What is being asked> Reproduce all of the material below, changing every occurrence of "rough mask" to "coarse mask" and leaving everything else unchanged.
⁂
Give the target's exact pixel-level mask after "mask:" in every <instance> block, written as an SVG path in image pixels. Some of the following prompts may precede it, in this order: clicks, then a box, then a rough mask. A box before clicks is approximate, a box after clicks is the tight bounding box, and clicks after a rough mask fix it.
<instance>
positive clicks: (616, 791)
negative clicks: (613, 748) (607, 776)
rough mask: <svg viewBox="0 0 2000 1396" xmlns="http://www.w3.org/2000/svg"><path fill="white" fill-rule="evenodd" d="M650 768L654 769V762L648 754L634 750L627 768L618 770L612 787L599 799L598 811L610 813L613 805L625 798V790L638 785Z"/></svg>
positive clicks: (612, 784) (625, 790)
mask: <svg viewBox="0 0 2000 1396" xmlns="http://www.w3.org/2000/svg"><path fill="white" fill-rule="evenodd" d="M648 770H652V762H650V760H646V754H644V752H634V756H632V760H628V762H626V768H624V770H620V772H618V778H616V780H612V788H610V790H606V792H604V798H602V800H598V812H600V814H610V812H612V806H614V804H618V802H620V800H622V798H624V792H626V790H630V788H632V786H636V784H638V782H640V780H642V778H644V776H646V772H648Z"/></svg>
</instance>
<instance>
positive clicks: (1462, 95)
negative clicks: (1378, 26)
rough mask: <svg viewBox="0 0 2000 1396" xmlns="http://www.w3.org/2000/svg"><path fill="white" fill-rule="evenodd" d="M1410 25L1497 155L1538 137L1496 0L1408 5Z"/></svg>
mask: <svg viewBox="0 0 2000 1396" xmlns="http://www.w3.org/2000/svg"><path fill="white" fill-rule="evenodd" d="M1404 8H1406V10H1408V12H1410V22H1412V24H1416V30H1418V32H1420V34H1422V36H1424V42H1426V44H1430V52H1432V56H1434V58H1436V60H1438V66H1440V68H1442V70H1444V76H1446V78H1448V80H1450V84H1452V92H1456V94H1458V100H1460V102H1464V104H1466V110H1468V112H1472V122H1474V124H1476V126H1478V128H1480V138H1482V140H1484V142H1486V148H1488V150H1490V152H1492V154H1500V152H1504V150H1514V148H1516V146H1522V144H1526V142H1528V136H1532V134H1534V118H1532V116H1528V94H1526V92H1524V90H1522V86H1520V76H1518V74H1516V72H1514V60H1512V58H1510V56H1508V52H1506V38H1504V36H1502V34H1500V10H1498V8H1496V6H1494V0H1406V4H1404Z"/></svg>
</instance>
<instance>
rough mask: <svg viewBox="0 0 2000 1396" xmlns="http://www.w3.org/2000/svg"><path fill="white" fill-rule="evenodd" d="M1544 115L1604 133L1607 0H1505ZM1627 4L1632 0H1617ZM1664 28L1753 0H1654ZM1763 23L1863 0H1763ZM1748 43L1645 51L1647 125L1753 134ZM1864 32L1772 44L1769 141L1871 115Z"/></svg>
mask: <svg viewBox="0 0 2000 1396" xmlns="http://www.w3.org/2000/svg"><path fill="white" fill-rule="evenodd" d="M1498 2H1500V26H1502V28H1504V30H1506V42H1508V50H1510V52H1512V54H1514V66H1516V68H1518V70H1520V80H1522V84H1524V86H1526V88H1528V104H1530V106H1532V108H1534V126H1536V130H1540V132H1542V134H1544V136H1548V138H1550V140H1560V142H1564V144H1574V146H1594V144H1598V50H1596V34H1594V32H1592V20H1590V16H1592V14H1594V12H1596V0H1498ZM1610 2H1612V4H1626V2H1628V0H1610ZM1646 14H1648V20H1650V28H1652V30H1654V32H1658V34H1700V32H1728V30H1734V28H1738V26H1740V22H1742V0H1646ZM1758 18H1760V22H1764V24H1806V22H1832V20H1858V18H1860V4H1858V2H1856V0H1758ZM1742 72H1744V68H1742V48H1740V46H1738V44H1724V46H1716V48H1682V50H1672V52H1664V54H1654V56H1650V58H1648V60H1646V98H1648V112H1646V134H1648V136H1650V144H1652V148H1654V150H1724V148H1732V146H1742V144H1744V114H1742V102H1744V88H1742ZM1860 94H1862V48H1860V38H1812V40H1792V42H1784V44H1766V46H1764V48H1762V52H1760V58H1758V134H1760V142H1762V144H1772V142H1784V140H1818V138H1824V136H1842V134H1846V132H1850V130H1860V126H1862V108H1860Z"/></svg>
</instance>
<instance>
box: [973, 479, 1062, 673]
⁂
Solution for this problem>
Give the target's exact pixel-level mask after "mask:" in every <instance> block, written as an SVG path in image pixels. Some of the following prompts may precede it, in this order: clicks, then a box, then a coarse mask. A box before clicks is approximate, a box after clicks is the tight bounding box, and clicks after a coarse mask fix it.
<instance>
positive clicks: (616, 791)
negative clicks: (613, 748) (607, 776)
coarse mask: <svg viewBox="0 0 2000 1396" xmlns="http://www.w3.org/2000/svg"><path fill="white" fill-rule="evenodd" d="M650 768L654 769V762L648 754L634 750L627 768L618 770L612 787L599 799L598 811L610 813L613 805L625 798V790L638 785Z"/></svg>
positive clicks: (612, 784) (625, 790)
mask: <svg viewBox="0 0 2000 1396" xmlns="http://www.w3.org/2000/svg"><path fill="white" fill-rule="evenodd" d="M648 770H652V762H650V760H646V754H644V752H634V756H632V760H628V762H626V768H624V770H620V772H618V778H616V780H612V788H610V790H606V792H604V798H602V800H598V812H600V814H610V812H612V806H614V804H618V802H620V800H622V798H624V792H626V790H630V788H632V786H636V784H638V782H640V780H642V778H644V776H646V772H648Z"/></svg>
</instance>
<instance>
positive clicks: (1462, 95)
negative clicks: (1378, 26)
coarse mask: <svg viewBox="0 0 2000 1396" xmlns="http://www.w3.org/2000/svg"><path fill="white" fill-rule="evenodd" d="M1410 25L1497 155L1538 137L1496 0L1408 5Z"/></svg>
mask: <svg viewBox="0 0 2000 1396" xmlns="http://www.w3.org/2000/svg"><path fill="white" fill-rule="evenodd" d="M1404 8H1406V10H1408V12H1410V22H1412V24H1416V30H1418V32H1420V34H1422V36H1424V42H1426V44H1430V52H1432V56H1434V58H1436V60H1438V66H1440V68H1442V70H1444V76H1446V78H1448V80H1450V84H1452V92H1456V94H1458V100H1460V102H1464V104H1466V110H1468V112H1472V122H1474V124H1476V126H1478V128H1480V138H1482V140H1484V142H1486V148H1488V150H1490V152H1492V154H1500V152H1504V150H1514V148H1516V146H1522V144H1526V142H1528V136H1532V134H1534V118H1532V116H1528V94H1526V92H1524V90H1522V86H1520V76H1518V74H1516V72H1514V60H1512V58H1510V56H1508V52H1506V38H1504V36H1502V34H1500V10H1498V8H1496V6H1494V0H1406V4H1404Z"/></svg>
</instance>
<instance>
coarse mask: <svg viewBox="0 0 2000 1396" xmlns="http://www.w3.org/2000/svg"><path fill="white" fill-rule="evenodd" d="M1544 115L1604 133L1607 0H1505ZM1627 4L1632 0H1617ZM1664 28L1753 0H1654ZM1763 23L1863 0H1763ZM1748 43L1645 51L1647 125L1753 134ZM1864 32L1772 44L1769 141L1871 115Z"/></svg>
mask: <svg viewBox="0 0 2000 1396" xmlns="http://www.w3.org/2000/svg"><path fill="white" fill-rule="evenodd" d="M1498 2H1500V26H1502V28H1504V30H1506V42H1508V50H1510V52H1512V54H1514V66H1516V68H1518V70H1520V80H1522V84H1524V86H1526V88H1528V104H1530V106H1532V108H1534V126H1536V130H1540V132H1542V134H1544V136H1548V138H1550V140H1560V142H1564V144H1574V146H1594V144H1598V50H1596V34H1594V32H1592V20H1590V16H1592V14H1594V12H1596V0H1498ZM1610 2H1612V4H1626V2H1628V0H1610ZM1646 14H1648V20H1650V28H1652V30H1654V32H1658V34H1700V32H1728V30H1734V28H1738V26H1740V22H1742V0H1646ZM1758 18H1760V22H1764V24H1806V22H1832V20H1858V18H1860V4H1858V2H1856V0H1758ZM1742 72H1744V68H1742V48H1740V46H1738V44H1724V46H1716V48H1682V50H1672V52H1664V54H1654V56H1650V58H1648V60H1646V98H1648V112H1646V134H1648V136H1650V144H1652V148H1654V150H1724V148H1732V146H1742V144H1744V114H1742V102H1744V88H1742ZM1860 94H1862V48H1860V38H1812V40H1792V42H1784V44H1766V46H1764V48H1762V52H1760V58H1758V134H1760V142H1762V144H1772V142H1784V140H1818V138H1824V136H1842V134H1846V132H1850V130H1860V126H1862V108H1860Z"/></svg>
</instance>
<instance>
box: [973, 479, 1062, 673]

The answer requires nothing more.